Extrait proposé
--------------------
À une époque où les images sont nombreuses et souvent bavardes, je découpe et déchire des papiers de toutes natures, tantôt lisses ou grainés, parfois bruts, abîmés ou tachés. Je compose, agence et assemble selon une mécanique singulière à défaire les images en usant de différentes techniques plastiques.
J’appréhende le collage non simplement comme une technique de découpage ou de citation, mais davantage comme un état d’esprit créatif et disruptif.
Chaque collage est une sorte de corps à corps avec la matière et la couleur, engendrant par la recomposition d’éléments hétérogènes, la création d’une réalité singulière et l’émergence de sensations et réflexions multiples. Et quand l’aspect décoratif ou anecdotique de certains éléments sont détournés au profit de leurs qualités plastiques et des signes qu’ils proposent à reconsidérer, le collage est aussi envisagé comme une forme de détournement.
Contre les images trop lisses, numériques, consuméristes, puritaines ou porno chic, je fais des images contre les images sur le mode d’une répétition sans pléonasme marquée par un questionnement des stéréotypes et une mise en doute des représentations, mais aussi comme un recyclage, afin de redonner sens aux rebuts, aux détritus, aux déchets imprimés de toutes sortes et laissés dans les marges, aux images éphémères des magazines, des affiches et des journaux jetables.
--------------------
Consigne écrite
Poursuivez le texte ci-dessus sur la pratique du collage à partir de sa dernière phrase.
--------------------
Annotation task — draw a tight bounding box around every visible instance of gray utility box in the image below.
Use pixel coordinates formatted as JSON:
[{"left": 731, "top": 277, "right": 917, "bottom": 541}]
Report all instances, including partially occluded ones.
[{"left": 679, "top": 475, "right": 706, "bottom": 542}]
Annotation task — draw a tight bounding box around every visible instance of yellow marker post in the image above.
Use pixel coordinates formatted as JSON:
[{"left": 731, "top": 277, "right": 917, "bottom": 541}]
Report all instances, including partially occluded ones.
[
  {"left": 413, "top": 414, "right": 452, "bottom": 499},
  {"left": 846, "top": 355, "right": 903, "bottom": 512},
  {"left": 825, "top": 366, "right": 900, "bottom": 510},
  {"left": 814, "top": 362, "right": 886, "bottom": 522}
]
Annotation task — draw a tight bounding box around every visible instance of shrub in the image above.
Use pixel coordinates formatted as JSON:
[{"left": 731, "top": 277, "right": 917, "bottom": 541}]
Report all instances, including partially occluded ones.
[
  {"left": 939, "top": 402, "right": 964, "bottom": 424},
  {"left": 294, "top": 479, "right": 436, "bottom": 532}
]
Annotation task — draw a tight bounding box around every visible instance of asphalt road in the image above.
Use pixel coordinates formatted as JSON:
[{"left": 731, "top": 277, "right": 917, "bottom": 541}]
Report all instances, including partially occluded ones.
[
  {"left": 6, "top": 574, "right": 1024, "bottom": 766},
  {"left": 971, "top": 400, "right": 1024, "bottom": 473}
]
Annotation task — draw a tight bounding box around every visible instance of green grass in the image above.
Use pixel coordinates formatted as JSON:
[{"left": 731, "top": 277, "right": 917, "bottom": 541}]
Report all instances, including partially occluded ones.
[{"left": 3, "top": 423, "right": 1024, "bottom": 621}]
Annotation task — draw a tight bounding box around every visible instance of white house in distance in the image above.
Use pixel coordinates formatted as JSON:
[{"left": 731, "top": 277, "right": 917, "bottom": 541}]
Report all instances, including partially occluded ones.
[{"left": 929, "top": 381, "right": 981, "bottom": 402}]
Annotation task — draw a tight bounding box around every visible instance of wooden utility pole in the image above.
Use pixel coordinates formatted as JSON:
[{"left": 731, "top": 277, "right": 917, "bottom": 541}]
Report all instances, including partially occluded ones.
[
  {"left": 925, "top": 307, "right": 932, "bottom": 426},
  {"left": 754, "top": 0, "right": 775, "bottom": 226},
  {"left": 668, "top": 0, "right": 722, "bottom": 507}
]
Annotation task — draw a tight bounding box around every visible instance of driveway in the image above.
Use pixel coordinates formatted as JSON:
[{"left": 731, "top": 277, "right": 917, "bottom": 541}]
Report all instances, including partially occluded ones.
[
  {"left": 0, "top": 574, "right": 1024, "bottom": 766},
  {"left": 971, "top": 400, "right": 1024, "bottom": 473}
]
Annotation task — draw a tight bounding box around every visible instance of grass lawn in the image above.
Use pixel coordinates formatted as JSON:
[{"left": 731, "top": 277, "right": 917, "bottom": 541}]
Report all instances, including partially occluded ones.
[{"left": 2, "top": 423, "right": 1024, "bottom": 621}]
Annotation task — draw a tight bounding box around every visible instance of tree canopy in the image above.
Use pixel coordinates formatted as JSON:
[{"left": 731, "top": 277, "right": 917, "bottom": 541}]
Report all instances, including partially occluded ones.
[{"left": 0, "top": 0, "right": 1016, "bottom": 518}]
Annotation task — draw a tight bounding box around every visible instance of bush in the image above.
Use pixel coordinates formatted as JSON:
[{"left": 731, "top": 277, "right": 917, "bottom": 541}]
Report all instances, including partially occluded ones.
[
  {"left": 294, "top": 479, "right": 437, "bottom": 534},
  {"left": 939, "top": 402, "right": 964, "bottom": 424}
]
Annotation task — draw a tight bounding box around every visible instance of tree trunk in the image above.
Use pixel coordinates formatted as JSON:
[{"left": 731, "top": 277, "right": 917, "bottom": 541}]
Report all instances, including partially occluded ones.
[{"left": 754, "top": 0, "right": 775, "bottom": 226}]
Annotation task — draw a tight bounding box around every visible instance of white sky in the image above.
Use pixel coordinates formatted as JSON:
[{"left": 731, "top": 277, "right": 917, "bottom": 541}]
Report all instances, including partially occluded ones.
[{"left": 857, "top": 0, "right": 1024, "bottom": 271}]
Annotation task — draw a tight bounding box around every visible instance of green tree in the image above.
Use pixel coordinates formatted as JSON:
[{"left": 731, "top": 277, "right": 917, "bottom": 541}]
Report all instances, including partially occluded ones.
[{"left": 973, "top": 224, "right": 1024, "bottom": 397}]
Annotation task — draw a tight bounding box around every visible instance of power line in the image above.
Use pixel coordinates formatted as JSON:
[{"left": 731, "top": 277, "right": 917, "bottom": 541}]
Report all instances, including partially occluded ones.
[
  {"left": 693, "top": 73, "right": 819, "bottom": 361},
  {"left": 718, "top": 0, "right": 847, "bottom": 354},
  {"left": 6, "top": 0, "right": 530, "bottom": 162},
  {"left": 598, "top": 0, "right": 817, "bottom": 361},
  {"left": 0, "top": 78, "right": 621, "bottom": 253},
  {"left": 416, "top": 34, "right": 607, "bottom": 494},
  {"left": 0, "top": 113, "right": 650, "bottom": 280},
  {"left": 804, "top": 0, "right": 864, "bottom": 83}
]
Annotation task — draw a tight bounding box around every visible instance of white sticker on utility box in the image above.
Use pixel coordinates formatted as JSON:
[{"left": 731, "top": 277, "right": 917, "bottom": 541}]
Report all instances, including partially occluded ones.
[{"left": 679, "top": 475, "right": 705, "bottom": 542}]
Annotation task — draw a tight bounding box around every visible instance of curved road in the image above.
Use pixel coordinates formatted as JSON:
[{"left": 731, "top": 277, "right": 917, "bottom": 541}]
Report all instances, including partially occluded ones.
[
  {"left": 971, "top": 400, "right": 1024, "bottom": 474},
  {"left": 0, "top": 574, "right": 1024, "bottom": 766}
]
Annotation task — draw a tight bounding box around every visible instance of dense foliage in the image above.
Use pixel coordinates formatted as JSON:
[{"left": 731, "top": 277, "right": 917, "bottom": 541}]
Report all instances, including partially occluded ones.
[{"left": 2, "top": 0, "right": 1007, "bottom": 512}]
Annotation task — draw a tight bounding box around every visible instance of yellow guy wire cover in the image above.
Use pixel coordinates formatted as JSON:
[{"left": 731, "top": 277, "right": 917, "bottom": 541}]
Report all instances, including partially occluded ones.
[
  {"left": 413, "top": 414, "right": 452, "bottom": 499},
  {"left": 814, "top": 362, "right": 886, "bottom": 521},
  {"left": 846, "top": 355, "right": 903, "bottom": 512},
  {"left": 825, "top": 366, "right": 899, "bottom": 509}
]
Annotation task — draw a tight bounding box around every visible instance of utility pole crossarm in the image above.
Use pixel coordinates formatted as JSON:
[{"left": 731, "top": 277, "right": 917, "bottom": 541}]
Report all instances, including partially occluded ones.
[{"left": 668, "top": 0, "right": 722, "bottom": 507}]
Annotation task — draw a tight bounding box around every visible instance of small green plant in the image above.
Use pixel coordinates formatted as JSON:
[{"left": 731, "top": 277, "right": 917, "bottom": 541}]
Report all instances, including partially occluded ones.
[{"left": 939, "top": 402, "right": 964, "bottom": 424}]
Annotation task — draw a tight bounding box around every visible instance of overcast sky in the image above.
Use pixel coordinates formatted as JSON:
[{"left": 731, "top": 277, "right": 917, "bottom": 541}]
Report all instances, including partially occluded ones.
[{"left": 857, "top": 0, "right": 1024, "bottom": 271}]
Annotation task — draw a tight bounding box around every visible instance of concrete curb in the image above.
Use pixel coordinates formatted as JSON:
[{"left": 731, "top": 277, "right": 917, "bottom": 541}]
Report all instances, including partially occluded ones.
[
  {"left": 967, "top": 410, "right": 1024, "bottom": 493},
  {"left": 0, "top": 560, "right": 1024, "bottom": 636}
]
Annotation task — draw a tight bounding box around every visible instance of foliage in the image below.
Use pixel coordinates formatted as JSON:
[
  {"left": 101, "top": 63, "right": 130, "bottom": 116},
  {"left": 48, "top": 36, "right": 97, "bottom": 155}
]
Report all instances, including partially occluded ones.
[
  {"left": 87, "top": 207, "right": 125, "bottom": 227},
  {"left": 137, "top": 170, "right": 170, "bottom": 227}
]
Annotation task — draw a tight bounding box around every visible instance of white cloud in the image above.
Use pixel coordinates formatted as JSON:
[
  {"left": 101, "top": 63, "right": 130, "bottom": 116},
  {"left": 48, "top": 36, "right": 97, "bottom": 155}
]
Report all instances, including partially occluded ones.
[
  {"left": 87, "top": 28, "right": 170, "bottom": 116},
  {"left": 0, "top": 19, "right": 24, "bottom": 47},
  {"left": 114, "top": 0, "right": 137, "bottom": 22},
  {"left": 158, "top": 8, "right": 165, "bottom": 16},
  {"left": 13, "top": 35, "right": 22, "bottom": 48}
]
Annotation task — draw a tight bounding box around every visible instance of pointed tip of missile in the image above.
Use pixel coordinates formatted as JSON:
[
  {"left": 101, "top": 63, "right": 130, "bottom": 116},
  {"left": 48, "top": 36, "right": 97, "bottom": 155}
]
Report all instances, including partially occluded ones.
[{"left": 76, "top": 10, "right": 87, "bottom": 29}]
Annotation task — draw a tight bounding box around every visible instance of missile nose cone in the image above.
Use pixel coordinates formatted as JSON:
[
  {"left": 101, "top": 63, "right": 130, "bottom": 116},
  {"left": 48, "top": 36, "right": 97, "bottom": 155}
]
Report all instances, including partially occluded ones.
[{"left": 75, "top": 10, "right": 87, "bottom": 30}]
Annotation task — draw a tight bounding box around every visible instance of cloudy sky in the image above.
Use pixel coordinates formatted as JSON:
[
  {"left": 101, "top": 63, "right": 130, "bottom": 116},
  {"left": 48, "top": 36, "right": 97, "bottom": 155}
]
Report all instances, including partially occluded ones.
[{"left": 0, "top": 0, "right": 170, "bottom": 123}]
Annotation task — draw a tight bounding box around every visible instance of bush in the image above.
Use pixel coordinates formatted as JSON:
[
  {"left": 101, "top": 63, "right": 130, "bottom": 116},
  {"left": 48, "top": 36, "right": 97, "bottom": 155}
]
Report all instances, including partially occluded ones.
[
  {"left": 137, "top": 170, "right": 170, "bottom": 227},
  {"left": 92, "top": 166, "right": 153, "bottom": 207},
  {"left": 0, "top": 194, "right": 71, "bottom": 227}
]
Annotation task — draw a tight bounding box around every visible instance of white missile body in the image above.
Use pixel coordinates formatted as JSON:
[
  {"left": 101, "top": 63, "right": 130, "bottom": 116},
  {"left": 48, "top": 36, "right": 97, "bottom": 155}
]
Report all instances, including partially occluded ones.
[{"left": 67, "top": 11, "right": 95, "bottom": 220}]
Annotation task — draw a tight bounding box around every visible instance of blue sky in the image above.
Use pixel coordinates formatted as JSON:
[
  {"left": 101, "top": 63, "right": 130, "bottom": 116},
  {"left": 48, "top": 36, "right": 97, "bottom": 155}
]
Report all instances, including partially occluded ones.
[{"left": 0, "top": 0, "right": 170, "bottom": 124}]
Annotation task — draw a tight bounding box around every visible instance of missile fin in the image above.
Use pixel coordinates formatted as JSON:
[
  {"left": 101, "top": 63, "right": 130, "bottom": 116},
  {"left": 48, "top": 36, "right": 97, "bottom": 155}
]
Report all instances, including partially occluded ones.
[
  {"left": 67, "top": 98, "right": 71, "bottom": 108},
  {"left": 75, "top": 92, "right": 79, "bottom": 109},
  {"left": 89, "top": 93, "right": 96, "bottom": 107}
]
--------------------
Réponse rédigée
Le collage permet tout particulièrement au sens des images de se transformer et cette transformation apprend souvent quelque chose sur la société et sur soi-même. Parce que les images façonnent en grande partie la réalité de chacun, le collage est ici appréhendé comme une tentative de modifier la mécanique de son regard sur les choses et de façonner sa propre réalité en donnant chair imagée à ce qui n’est pas de l’ordre du visuel, comme les sensations et les émotions qui leurs sont liées.
Découper, associer des fragments, composer la réalité pour la transformer, détourner des messages, révéler une époque à rebours du mainstream sont autant de gestes qui caractérisent bien des œuvres de la décennie 2010.
Je coupe, j’assemble, je peins et je colle avec la volonté de faire un pas de côté et le désir de voir plus vif.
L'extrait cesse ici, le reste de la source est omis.